Answer these questions from the article on privilege waiver:
1. What condition do corporate clients mistakenly believe keeps privilege protected when they share privileged communications with public relations consultants?
2. To which public relations consultant did Mass. General disclose the investigation report?
3. According to the article's closing paragraph, what do all of the court's conclusions follow?

• TEXT PASSAGE:
————

Court Applies the General Rule Finding a Privilege Waiver When Clients Disclose Privileged Communications to Public Relations Consultants

November 4, 2020

One of the most dangerous misperceptions among corporate clients is that disclosing privileged communications to such friendly outsiders as public relations consultants does not waive privilege protection as long as there is a confidentiality agreement in place. A steady stream of cases have rejected that approach, yet large corporate clients and sophisticated law firms continue to rely on that mistaken view.

In United States ex rel. Wollman v. Massachusetts General Hospital, Inc., Civ. A. No. 15-11890-ADB, 2020 U.S. Dist. LEXIS 134542 (D. Mass. July 29, 2020), Mass. General Hospital hired a former U.S. Attorney and his law firm Cooley, LLP, to investigate allegations that Mass. General fraudulently billed Medicare and Medicaid. The government sought the investigation report, and Mass. General predictably resisted. Unsurprisingly, Mass. General first claimed work product, but the court rejected that assertion: “there is no indication in the engagement letter, the Report itself, or the employee interviews that the Investigation was intended to relate to the [eventual litigation].” Id. at *28. The court then turned to Mass. General’s privilege claim – noting that Mass. General had disclosed the Report to public relations consultant Rasky “to assist in responding to an investigation by the [newspaper] Boston Globe Spotlight Team into the practice of overlapping surgeries.” Id. at *41. The court bluntly concluded that “the production of the Report to Rasky waived the attorney-client privilege.” Id. at *48. But the court found that because Mass. General and other defendants “have not sought to use the . . . Report in any fashion, much less to gain an adversarial advantage,” the waiver did not trigger a subject matter waiver. Id. at *51. The court explained that “[w]hile an argument can be made that they used the Report as a ‘sword and shield’ in their dealings with the press, the distinction between use in a judicial and nonjudicial setting is significant.” Id.

All of these conclusions follow generally accepted principles. It is remarkable that one of America’s great hospitals, a former U.S. Attorney, and a prestigious law firm would be involved in such a disclosure.

————

• PROVIDED RECORDS:
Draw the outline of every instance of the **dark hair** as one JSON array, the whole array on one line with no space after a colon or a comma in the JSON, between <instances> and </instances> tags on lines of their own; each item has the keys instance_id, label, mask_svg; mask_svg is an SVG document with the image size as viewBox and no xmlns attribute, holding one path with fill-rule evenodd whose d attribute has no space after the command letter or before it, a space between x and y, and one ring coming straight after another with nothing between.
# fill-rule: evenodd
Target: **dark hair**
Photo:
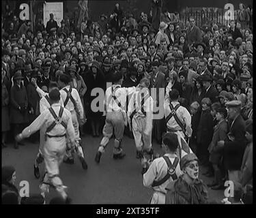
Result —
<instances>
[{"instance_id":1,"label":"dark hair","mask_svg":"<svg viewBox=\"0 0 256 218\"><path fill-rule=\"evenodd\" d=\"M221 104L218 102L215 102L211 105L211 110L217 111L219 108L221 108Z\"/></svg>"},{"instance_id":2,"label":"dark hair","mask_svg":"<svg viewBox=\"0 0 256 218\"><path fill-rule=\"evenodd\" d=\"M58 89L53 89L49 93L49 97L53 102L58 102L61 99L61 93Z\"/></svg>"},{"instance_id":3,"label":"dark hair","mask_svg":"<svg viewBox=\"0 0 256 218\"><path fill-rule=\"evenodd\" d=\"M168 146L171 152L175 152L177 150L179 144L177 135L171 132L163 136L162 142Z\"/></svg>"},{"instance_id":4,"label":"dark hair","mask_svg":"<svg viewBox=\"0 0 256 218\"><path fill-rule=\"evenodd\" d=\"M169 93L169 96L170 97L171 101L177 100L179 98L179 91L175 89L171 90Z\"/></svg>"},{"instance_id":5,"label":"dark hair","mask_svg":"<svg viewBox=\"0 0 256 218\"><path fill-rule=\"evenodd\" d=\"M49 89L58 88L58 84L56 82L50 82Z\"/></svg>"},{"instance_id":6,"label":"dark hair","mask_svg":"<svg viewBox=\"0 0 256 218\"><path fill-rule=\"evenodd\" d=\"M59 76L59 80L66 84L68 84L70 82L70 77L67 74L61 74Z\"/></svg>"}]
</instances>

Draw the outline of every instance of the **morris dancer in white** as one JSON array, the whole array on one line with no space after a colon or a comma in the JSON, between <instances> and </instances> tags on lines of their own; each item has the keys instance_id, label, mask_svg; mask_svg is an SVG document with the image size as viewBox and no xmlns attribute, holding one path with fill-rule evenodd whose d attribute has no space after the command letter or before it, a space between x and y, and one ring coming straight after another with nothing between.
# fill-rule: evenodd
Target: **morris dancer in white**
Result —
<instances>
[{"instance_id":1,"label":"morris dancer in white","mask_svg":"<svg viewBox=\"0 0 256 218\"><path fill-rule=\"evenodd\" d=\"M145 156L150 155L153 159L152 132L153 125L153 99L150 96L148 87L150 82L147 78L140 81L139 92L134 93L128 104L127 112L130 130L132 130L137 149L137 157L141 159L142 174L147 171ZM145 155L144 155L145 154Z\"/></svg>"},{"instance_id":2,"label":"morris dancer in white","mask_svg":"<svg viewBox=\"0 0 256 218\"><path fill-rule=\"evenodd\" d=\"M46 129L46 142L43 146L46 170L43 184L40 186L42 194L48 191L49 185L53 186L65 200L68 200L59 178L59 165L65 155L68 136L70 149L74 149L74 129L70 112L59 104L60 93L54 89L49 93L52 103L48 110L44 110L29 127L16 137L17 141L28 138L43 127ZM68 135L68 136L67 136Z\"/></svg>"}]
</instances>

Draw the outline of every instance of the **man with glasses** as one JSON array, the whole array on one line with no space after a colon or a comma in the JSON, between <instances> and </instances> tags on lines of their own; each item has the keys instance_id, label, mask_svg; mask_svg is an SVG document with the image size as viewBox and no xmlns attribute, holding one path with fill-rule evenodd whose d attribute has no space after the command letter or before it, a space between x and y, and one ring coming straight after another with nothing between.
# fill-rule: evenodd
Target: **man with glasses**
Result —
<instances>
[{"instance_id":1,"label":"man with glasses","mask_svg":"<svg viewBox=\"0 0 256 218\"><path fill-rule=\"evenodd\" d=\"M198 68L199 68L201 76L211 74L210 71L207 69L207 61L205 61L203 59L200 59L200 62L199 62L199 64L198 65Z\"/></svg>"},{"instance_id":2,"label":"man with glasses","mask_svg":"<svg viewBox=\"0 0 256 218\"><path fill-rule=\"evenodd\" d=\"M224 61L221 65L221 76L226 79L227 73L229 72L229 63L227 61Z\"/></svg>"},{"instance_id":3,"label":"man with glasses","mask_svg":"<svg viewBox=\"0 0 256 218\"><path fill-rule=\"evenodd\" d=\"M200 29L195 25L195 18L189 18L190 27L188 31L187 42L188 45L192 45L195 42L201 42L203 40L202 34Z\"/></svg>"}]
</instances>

————

• YOUR RESPONSE:
1. Having a confidentiality agreement in place.
2. Rasky.
3. Generally accepted principles.